• _What you have to do_
When every entry has been read, print each one back exactly.

• _Source information_
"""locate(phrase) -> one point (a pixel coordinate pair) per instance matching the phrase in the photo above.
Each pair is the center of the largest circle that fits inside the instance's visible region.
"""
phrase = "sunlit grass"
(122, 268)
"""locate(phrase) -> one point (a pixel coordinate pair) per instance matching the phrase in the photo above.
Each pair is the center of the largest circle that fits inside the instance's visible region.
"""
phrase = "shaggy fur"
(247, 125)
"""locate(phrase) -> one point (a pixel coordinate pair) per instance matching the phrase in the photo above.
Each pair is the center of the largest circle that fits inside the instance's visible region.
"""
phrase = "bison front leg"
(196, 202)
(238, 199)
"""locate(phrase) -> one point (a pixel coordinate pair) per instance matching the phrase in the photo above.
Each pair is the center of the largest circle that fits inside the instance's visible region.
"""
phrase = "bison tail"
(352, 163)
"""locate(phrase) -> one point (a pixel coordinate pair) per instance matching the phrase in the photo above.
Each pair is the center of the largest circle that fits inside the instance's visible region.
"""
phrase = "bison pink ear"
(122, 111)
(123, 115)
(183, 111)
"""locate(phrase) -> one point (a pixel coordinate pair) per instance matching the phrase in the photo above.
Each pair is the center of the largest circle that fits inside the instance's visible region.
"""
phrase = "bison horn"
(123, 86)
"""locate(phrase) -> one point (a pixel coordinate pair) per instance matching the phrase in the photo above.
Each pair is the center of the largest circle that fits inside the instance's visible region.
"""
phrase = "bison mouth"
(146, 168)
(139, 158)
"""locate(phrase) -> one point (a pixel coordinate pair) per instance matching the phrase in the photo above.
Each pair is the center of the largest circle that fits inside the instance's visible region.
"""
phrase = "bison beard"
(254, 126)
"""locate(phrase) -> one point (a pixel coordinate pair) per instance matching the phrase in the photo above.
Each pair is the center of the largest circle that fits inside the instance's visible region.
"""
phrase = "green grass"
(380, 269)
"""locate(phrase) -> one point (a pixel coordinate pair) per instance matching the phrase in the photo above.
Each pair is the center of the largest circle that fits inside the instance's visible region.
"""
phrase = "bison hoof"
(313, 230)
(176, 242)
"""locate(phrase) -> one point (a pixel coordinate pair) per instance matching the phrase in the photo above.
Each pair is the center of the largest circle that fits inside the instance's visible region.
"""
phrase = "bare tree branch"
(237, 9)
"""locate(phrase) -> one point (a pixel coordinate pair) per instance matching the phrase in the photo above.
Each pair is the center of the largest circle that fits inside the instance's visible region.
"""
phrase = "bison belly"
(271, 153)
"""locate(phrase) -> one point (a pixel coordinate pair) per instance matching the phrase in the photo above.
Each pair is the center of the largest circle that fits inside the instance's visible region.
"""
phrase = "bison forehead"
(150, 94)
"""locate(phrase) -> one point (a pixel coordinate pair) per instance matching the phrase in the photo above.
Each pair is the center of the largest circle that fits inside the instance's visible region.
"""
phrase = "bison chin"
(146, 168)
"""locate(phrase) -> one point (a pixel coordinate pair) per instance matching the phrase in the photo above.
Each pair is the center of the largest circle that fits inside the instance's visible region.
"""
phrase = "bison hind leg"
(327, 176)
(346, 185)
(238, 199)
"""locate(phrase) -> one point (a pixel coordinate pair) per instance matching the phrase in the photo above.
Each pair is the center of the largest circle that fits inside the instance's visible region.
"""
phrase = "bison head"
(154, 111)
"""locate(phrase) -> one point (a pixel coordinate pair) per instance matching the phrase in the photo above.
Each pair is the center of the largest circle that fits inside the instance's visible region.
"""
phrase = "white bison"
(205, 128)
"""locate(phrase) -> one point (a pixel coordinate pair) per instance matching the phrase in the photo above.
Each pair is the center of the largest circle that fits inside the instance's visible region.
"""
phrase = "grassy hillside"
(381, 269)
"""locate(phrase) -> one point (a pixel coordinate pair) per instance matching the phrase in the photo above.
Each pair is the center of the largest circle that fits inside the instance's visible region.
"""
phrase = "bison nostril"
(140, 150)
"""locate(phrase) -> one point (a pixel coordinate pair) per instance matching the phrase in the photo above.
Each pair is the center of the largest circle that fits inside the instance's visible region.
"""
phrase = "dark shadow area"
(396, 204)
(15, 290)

• _Answer section_
"""locate(phrase) -> one point (a pixel coordinate pair) per instance matching the phrase in the photo above.
Each pair is the center of the largest circle that fits inside the instance's visible region.
"""
phrase = "sunlit grass"
(122, 268)
"""locate(phrase) -> one point (a pixel coordinate pair) per instance matching the phrase in the photo above.
Each pair is the center of the largest circle that fits inside the instance's visible region.
"""
phrase = "shaggy fur"
(247, 125)
"""locate(phrase) -> one point (a pixel coordinate pair) per instance matching the phrase in the photo above.
Each pair is the center of the largest circle that fits inside the instance's visible region.
"""
phrase = "bison front leg"
(196, 202)
(238, 199)
"""locate(phrase) -> one point (a pixel coordinate pair) per instance matching the phrase in the photo above.
Each pair is the center of the largest circle that fits inside the instance's visible region.
"""
phrase = "bison tail"
(352, 163)
"""locate(phrase) -> one point (a pixel coordinate pair) per instance matching the phrase in the photo above.
Each pair is the center of the largest circle that fits inside the instance's visible region.
"""
phrase = "bison pink ear"
(122, 111)
(123, 115)
(183, 111)
"""locate(phrase) -> one point (a pixel coordinate pair) per instance matching the phrase in the photo above.
Each pair is the center of the largest circle that fits inside the instance's visible region.
"""
phrase = "bison horn"
(123, 86)
"""locate(phrase) -> one point (a pixel coordinate pair) per instance matching the phrase in the photo above.
Each pair is the center of the largest circle that fits inside the instance's visible region.
"""
phrase = "bison mouth"
(146, 168)
(139, 158)
"""locate(phrase) -> one point (a pixel coordinate pair) per instance matching the phrase in the photo above.
Each pair is the center of the largest circle that fits inside the instance's visible region.
"""
phrase = "bison beard"
(254, 126)
"""locate(phrase) -> one point (a pixel coordinate pair) per instance matching the phrase in the photo above.
Each pair is the center of the largest circle that fits inside the instance's visible region.
"""
phrase = "green grass"
(380, 269)
"""locate(phrase) -> one point (a pixel coordinate pair) per instance matching the phrase in the photo above.
Each pair is the center of the largest circle that fits inside the instance's visible region.
"""
phrase = "bison hoof"
(313, 230)
(176, 242)
"""locate(phrase) -> one point (a pixel coordinate pair) per instance matching the phrase in the photo above.
Each pair is the center of the largest circle that fits inside the instance's visible region.
"""
phrase = "bare tree branch"
(237, 9)
"""locate(phrase) -> one point (a pixel coordinate pair) per instance matching the phrase in the photo above.
Each pair is the center of the largest circle that fits inside the instance's visible region.
"""
phrase = "bison belly"
(271, 153)
"""locate(phrase) -> one point (a pixel coordinate pair) per instance matching the phrase in the photo above.
Each pair is the center of the largest circle that fits inside the instance's visible region.
"""
phrase = "bison forehead"
(150, 94)
"""locate(phrase) -> one point (a pixel coordinate pair) per instance matching the phrase in the photo above.
Each pair is the center of the largest circle that fits inside the instance's visible region.
"""
phrase = "bison chin"
(146, 168)
"""locate(phrase) -> one point (a pixel coordinate pair) per instance matching the phrase in the photo above.
Each pair is the center of the largest circle that fits inside the instance's visible region.
"""
phrase = "bison hind leg"
(327, 176)
(346, 185)
(238, 199)
"""locate(phrase) -> one point (a pixel coordinate pair) per instance matching the phrase in the photo above.
Each pair is the center of the largest circle that fits inside the instance's visible region.
"""
phrase = "bison head"
(154, 111)
"""locate(phrase) -> one point (a pixel coordinate pair) per instance matching the phrase in the photo above.
Each pair is the center of the largest circle that fits inside the instance's visible region.
"""
phrase = "white bison"
(205, 128)
"""locate(phrase) -> one point (a pixel coordinate pair) per instance matching the phrase in the photo above.
Each pair is the center of the largest circle that fits inside the instance's visible region.
"""
phrase = "grassy hillside"
(381, 269)
"""locate(phrase) -> one point (a pixel coordinate pair) per instance matching the phrase in the photo above.
Each pair is the center of the largest circle that fits inside the instance's visible region.
"""
phrase = "bison nostril"
(140, 150)
"""locate(phrase) -> one point (a pixel coordinate pair) per instance matching the phrase in the photo above.
Each pair is the center of the largest circle that fits inside the instance's visible region.
"""
phrase = "dark shadow area"
(396, 204)
(15, 290)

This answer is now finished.